-- INPUT RECORDS follows --

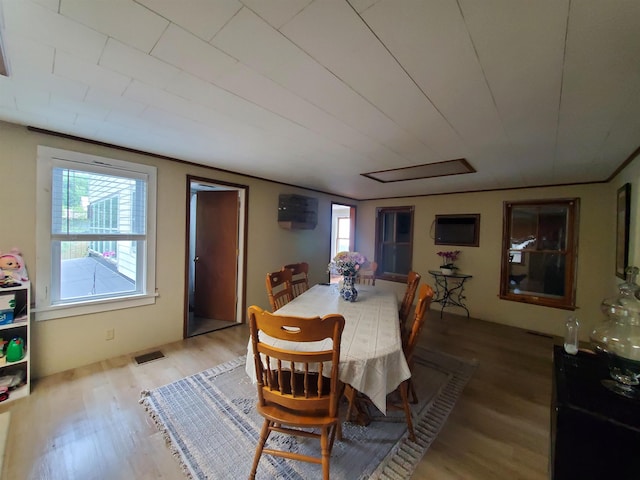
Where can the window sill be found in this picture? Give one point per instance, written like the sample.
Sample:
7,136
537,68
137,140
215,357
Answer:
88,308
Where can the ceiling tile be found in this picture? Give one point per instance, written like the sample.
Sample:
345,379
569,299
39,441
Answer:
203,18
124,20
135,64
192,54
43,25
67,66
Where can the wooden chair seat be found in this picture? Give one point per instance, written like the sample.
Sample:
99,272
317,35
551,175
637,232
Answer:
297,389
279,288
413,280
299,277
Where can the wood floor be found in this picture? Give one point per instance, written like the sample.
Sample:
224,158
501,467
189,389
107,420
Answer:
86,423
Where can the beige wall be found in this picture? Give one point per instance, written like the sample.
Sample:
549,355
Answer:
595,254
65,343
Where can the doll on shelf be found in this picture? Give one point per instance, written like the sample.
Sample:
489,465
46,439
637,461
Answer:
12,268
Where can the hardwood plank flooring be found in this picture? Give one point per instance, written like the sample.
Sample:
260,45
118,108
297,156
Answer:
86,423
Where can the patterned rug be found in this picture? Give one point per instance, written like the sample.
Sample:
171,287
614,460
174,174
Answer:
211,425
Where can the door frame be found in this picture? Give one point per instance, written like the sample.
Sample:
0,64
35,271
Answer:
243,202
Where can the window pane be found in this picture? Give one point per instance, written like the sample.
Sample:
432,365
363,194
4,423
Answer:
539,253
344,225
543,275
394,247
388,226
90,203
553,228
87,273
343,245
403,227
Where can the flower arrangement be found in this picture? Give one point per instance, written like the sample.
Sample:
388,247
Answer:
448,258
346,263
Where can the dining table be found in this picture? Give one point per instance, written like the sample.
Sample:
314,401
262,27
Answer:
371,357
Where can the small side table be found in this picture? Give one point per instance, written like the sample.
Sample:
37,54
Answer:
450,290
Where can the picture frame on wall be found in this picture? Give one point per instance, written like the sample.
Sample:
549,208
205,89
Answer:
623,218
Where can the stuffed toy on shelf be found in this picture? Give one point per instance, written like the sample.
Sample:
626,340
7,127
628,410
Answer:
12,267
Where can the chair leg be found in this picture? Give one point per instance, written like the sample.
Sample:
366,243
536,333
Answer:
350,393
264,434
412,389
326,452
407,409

-- INPUT RECORDS concluded --
-- INPUT RECORDS follows --

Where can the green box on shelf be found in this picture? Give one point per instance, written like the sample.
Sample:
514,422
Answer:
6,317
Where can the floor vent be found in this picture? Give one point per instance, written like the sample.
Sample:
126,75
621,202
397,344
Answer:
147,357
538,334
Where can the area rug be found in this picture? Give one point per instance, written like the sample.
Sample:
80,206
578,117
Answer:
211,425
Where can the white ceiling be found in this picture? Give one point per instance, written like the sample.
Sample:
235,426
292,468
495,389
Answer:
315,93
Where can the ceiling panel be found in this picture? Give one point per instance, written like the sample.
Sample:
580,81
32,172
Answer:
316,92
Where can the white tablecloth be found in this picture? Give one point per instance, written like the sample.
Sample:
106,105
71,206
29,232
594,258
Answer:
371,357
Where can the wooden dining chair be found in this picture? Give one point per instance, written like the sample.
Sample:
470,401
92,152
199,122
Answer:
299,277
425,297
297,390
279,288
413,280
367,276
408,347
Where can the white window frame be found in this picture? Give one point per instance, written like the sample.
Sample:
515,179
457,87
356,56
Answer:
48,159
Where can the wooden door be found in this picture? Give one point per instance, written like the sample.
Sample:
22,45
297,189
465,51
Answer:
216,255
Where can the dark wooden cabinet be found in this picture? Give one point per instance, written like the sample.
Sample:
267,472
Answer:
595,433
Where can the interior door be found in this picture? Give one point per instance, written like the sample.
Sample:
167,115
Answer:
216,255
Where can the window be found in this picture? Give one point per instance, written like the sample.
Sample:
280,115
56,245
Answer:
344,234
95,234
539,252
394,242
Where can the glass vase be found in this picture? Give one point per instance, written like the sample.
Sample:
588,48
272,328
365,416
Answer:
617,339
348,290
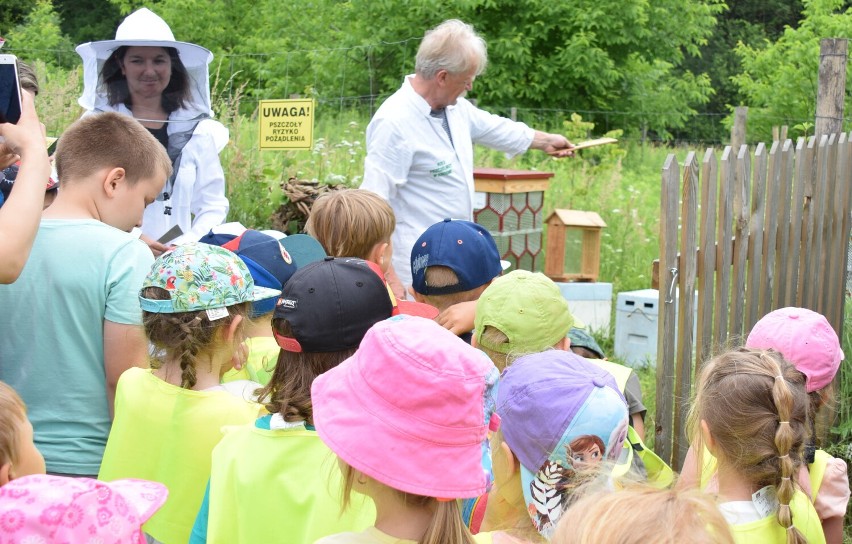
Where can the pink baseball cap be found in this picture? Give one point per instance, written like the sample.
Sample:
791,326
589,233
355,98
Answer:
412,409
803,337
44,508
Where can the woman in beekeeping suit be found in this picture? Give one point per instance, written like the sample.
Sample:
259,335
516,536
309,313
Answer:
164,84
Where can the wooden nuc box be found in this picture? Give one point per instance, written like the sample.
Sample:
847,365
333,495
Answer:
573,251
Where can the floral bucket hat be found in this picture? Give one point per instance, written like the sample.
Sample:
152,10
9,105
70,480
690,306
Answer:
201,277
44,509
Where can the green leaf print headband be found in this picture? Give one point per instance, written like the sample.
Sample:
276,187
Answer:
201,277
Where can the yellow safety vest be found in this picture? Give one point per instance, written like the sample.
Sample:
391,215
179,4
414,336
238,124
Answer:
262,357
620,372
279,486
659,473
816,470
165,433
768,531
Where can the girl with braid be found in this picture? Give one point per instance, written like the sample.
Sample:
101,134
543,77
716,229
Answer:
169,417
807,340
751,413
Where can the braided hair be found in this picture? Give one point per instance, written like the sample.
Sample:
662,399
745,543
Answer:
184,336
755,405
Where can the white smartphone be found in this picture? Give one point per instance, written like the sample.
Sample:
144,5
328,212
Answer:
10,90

-- INPUT RECORDS concluded --

**PROBLEM TO WORK ON:**
Where does the word "frame" appear in the records? Copy every line that holds it.

**TASK ANSWER:**
Where can the door frame be found in this picture? Give one point per instance, written like the sample.
Where can the picture frame on wall be found in this picture? Give one point per instance, written like the sample.
Where can the white window frame be found in this picture? Give one point per instance, written like the sample.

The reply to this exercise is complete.